◆ **Extract**
Saying Yes With Purpose: Ke’Shaun Rogers’ Entrepreneurial Journey


Ke’Shaun Rogers, class of 2026-1

Recent alumnus Ke’Shaun Rogers, class of 2026, has never been the type to settle for one path. His journey at the University of Delaware has been defined by range, curiosity, and a willingness to step into unfamiliar spaces. After taking Introduction to Entrepreneurship with Dr. Laura Gasiorowski, Ke’Shaun recognized a pull toward innovation and creativity and switched his major to entrepreneurship in the fall of his sophomore year and never looked back.

Since switching his major, Ke’Shaun has deeply immersed himself in the Horn Entrepreneurship ecosystem, participating in VentureOn and earning a nomination for Hen of the Month. His collegiate experience has been shaped by leadership, creativity and a global perspective, spanning roles in logistics, education, housing, sales and fashion.

From serving as a Resident Assistant and studying abroad in Australia and New Zealand to contributing to "The New" Fashion Magazine and joining Alpha Phi Alpha Fraternity Inc., Ke’Shaun built a full and wide-ranging UD experience rooted in saying “yes” to opportunities that challenged him, expanded his perspective and helped him grow.

◆ **Record list**
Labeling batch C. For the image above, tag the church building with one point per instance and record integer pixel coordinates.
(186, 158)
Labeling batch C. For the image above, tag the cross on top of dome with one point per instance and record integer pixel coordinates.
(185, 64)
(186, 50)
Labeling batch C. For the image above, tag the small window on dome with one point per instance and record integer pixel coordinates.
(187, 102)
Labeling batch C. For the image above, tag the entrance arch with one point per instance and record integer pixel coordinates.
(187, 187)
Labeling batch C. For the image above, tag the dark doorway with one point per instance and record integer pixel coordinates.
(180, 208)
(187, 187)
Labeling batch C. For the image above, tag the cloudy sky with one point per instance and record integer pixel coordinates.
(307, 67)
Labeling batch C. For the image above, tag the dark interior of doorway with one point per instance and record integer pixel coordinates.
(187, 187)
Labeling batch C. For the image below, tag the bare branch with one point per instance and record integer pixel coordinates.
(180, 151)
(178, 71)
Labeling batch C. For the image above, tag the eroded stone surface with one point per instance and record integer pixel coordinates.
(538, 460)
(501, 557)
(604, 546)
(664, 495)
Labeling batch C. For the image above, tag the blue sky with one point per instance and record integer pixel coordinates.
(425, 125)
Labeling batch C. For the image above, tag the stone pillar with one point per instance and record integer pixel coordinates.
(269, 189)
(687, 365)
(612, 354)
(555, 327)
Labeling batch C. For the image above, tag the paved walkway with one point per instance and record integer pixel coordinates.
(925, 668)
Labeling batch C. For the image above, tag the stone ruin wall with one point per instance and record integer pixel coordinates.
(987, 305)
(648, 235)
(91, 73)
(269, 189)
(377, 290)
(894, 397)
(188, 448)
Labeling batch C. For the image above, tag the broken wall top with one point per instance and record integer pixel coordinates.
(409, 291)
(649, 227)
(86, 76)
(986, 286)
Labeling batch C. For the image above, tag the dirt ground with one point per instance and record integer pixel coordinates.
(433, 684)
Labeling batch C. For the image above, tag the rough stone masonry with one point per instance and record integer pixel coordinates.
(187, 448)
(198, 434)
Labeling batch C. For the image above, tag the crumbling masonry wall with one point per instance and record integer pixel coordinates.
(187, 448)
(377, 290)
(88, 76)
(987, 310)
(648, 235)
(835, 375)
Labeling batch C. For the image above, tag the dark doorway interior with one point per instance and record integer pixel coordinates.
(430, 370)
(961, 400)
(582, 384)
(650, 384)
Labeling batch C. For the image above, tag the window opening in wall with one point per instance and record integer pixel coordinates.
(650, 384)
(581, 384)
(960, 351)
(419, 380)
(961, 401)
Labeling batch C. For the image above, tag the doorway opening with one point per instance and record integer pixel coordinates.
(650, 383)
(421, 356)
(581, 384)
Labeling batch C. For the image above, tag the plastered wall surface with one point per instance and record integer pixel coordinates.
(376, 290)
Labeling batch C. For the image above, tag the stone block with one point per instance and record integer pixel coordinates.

◆ **Exercise**
Can you pick up the profile of Ke’Shaun Rogers from where it stops? The material isn't required for what comes next.

◆ **Expected answer**
Tell us about your work at Enterprise Mobility and how you generated $30,000+ in revenue in a single summer. What sales techniques drove those results?

The primary metric at Enterprise is TAR—Total Additional Revenue. My job is to identify a customer’s needs and present our protection options in a way that makes the decision feel obvious and accessible, not pressured. If someone is heading out on a long road trip, roadside protection becomes a practical conversation. If a customer only carries liability coverage on their personal policy, I walk them through the financial risk of forgoing added protection on a rental vehicle. Fact-finding on the spot and adapting your pitch in real time is a crucial skill for this role. Every customer is different, and the moment you treat them like they’re not, you lose the sale. I focused on listening more than talking and letting their answers guide where the conversation went.

 How did you move from seventh place in June to the #1 Intern ranking on the July Performance Matrix? 

My proudest professional milestone to date occurred during my time at Enterprise Mobility. After ranking seventh out of sixteen interns in June, I used my competitive nature and commitment to data-driven performance to secure the #1 spot on the July Performance Matrix.

What kept me motivated was a talented fellow UD intern on my team, which pushed me to perform at a higher level, ultimately leading to us claiming two of the top five spots on the matrix.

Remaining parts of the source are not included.